WORK TO COMPLETE: Begin at the line containing "If you could mark the green" and end at the final line of the entries. Please reproduce those lines exactly.

(Beginning of INPUT MATERIAL)

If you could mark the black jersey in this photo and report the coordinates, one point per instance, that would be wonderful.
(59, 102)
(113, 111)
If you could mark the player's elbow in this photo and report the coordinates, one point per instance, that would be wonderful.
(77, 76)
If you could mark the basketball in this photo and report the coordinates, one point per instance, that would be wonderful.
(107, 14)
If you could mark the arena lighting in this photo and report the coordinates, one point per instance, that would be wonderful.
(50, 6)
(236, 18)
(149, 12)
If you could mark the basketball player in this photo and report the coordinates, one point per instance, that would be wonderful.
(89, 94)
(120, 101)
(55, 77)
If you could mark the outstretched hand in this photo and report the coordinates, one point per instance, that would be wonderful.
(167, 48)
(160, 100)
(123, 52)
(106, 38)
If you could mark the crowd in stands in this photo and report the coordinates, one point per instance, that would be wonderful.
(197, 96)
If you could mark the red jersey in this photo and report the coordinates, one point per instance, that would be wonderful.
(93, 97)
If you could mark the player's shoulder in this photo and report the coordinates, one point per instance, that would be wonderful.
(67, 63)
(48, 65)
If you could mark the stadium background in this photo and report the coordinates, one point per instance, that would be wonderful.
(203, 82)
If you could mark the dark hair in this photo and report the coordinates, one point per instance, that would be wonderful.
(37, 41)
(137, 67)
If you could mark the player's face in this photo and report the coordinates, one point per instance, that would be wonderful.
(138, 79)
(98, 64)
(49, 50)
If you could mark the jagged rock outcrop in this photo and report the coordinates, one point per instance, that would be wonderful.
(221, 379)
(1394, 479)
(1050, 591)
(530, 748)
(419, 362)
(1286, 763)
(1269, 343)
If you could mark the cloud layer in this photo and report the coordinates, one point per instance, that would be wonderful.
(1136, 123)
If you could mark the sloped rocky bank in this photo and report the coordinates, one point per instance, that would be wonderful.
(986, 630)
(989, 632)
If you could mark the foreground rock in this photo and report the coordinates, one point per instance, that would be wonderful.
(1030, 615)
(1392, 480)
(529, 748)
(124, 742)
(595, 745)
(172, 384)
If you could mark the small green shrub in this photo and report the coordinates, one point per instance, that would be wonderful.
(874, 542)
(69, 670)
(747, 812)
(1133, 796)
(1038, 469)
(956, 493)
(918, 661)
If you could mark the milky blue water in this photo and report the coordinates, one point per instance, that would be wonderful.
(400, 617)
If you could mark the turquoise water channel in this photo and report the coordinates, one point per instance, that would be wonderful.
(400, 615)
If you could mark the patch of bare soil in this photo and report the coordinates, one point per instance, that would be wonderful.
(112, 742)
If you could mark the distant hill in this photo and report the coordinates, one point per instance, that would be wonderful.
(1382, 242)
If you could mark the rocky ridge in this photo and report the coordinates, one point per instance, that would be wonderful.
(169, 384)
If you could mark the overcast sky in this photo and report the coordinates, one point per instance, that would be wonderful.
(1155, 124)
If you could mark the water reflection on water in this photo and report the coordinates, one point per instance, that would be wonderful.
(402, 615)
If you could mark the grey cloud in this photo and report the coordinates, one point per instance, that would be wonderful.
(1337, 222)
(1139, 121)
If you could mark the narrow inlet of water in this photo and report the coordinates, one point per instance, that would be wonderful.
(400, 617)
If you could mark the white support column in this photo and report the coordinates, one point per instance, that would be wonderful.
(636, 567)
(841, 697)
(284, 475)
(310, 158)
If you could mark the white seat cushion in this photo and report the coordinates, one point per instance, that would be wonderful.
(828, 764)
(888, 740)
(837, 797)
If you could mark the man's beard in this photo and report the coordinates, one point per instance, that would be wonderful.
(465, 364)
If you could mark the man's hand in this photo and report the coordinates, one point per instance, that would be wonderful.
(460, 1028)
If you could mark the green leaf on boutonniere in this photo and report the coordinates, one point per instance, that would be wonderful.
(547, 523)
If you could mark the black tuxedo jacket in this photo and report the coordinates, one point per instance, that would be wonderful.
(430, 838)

(End of INPUT MATERIAL)

ANSWER TO THIS TASK:
If you could mark the green leaf on boutonniere in this photo and report the coordinates, one point per instance, that would be wonderful.
(547, 523)
If you could mark the black tuxedo jacket in this photo and report the coordinates, one point per instance, that would be wonderful.
(430, 838)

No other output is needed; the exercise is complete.